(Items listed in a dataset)
## BEGIN

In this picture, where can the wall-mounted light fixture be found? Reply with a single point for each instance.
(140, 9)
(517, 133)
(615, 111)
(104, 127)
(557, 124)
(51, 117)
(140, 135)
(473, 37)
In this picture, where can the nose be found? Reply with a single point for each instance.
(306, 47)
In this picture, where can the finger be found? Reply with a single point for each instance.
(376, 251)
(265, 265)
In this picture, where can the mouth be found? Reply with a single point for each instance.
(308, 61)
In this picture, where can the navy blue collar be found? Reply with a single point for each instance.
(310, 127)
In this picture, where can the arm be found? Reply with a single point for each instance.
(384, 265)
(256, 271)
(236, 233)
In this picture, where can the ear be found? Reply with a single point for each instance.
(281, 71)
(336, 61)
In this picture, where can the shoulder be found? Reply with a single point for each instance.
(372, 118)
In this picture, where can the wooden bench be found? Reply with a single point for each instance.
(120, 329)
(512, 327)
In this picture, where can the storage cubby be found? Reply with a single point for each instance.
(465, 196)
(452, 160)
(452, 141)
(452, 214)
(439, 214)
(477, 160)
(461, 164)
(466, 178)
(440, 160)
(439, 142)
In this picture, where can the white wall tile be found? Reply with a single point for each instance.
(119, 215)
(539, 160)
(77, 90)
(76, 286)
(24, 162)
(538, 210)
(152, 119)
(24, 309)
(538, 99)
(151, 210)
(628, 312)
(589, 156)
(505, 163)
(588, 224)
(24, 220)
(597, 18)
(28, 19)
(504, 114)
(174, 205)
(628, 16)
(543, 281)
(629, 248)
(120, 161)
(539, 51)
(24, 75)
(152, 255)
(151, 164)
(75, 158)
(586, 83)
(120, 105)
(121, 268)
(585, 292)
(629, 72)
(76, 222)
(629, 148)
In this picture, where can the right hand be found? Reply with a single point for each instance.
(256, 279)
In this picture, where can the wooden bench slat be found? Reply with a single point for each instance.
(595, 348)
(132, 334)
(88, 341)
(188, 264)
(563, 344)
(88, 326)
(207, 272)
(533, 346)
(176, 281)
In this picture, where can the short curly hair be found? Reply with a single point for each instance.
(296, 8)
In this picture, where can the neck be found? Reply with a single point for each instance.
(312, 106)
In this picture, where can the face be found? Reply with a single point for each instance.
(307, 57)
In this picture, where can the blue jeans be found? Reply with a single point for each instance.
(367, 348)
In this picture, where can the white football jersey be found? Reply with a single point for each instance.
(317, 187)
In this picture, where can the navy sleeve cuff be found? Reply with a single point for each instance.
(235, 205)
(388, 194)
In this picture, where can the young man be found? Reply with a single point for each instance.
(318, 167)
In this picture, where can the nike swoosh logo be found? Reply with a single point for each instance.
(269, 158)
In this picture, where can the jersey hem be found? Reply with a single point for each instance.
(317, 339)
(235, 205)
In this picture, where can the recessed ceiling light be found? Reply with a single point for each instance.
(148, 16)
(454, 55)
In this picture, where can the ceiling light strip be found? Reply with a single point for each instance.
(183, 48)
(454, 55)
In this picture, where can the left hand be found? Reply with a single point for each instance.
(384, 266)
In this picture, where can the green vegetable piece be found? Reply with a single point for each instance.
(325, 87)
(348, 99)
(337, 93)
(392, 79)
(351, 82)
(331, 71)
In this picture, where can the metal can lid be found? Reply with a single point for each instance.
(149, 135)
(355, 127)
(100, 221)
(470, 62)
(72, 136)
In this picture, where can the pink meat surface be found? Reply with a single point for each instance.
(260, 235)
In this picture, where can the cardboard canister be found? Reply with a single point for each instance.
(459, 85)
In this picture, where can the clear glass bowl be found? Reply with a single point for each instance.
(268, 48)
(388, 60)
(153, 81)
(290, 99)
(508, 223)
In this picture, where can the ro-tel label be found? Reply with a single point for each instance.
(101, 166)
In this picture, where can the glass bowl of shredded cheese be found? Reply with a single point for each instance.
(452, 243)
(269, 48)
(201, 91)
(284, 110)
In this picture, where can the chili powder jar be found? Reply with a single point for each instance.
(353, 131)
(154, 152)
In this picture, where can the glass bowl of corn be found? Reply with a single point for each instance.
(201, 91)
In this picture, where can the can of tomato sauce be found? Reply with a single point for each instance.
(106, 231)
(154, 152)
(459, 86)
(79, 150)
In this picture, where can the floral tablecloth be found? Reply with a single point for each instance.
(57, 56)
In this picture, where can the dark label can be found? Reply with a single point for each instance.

## END

_WHAT YOU NEED TO DO_. Retype every record above exactly as it appears.

_RESPONSE TO THE EXERCISE_.
In this picture, where can the wall-mounted light fixture be found? Reply with a single point for each instance.
(140, 9)
(517, 133)
(615, 111)
(104, 127)
(557, 124)
(51, 117)
(140, 135)
(473, 37)
In this picture, where can the nose be found? Reply with a single point for each instance.
(306, 47)
In this picture, where can the finger be found? Reply with a single point for each instance.
(376, 251)
(265, 265)
In this picture, where can the mouth be found? Reply with a single point for each instance.
(308, 61)
In this picture, where can the navy blue collar be found? Reply with a single point for each instance.
(310, 127)
In this picture, where can the arm be found? Reply with a single point for each instance.
(384, 265)
(256, 271)
(236, 233)
In this picture, where can the ear be found? Reply with a single point for each instance.
(281, 71)
(336, 61)
In this picture, where can the shoulder be found? Reply with a single point for each instance.
(372, 118)
In this picture, where can the wooden bench be found? Reply with a single point for each instance.
(120, 329)
(512, 327)
In this picture, where can the storage cubby be found? Reply with a single point for each instance.
(465, 196)
(452, 160)
(452, 141)
(452, 214)
(439, 214)
(477, 160)
(461, 164)
(466, 178)
(440, 160)
(439, 142)
In this picture, where can the white wall tile be found? Reply with a single point for each instance.
(119, 215)
(539, 160)
(77, 90)
(76, 286)
(24, 162)
(538, 210)
(152, 119)
(24, 309)
(538, 99)
(151, 210)
(628, 312)
(589, 156)
(505, 163)
(588, 224)
(24, 220)
(597, 18)
(28, 19)
(504, 114)
(174, 205)
(628, 16)
(543, 281)
(629, 248)
(120, 161)
(539, 51)
(24, 75)
(152, 255)
(151, 164)
(75, 158)
(586, 83)
(120, 105)
(121, 268)
(585, 292)
(629, 72)
(76, 222)
(629, 148)
In this picture, where can the right hand be found? Reply with a single point for each instance.
(256, 279)
In this picture, where can the wooden bench slat be found? Reply with a single point for each instance.
(595, 348)
(132, 334)
(88, 341)
(188, 264)
(563, 344)
(88, 326)
(207, 272)
(533, 346)
(176, 281)
In this picture, where can the short curly hair be found? Reply with a single point for each instance.
(296, 8)
In this picture, where can the neck be found? Reply with a single point for each instance.
(312, 106)
In this picture, where can the face be found? Reply with a single point for each instance.
(307, 57)
In this picture, where can the blue jeans be found? Reply with a single point for each instance.
(367, 348)
In this picture, where can the white football jersey be found? Reply with a single point for each instance.
(317, 187)
In this picture, where can the navy sleeve cuff be found? Reply with a single point for each instance.
(235, 205)
(388, 194)
In this picture, where can the young man be found? Reply with a single point for each instance.
(318, 167)
In this picture, where can the nike swoosh logo be found? Reply with a single point for each instance.
(269, 158)
In this picture, where can the jersey hem be found? Reply with a single point for each instance.
(317, 339)
(235, 205)
In this picture, where can the recessed ceiling light be found? Reply with a single point for each instance.
(148, 16)
(454, 55)
In this picture, where can the ceiling light strip be found? Reply with a single point for each instance.
(183, 48)
(454, 55)
In this picture, where can the left hand be found? Reply with a single point for each instance.
(384, 266)
In this picture, where can the green vegetable piece be found? Reply with a single point for each instance.
(325, 87)
(348, 99)
(337, 93)
(392, 79)
(351, 82)
(331, 71)
In this picture, where can the metal can lid be found? Reply with a single point for each instance.
(149, 135)
(355, 127)
(100, 221)
(470, 62)
(72, 136)
In this picture, where can the pink meat surface be found? Reply with a single point for each instance.
(260, 235)
In this picture, where can the cardboard canister be found? Reply with a single point for each instance.
(459, 85)
In this picture, where can the clear glass bowl be found? Reply with a single point for each instance.
(268, 48)
(388, 60)
(153, 81)
(290, 99)
(508, 223)
In this picture, where can the ro-tel label be found? Reply with a single point for each instance.
(101, 166)
In this picture, where can the glass bowl of shredded cheese be found? Reply with a single point for each instance.
(452, 243)
(269, 48)
(201, 91)
(284, 110)
In this picture, where can the chili powder jar be found? Reply with a single point for each instance.
(353, 131)
(154, 152)
In this picture, where can the glass bowl of corn be found? Reply with a single point for each instance.
(201, 91)
In this picture, where can the can of tomato sauce be found? Reply with a single point for each instance.
(106, 231)
(154, 152)
(459, 86)
(79, 150)
In this picture, where can the floral tablecloth be found? Reply with a single point for each instance.
(57, 56)
In this picture, where can the dark label can be found? Reply with a single point for each instance.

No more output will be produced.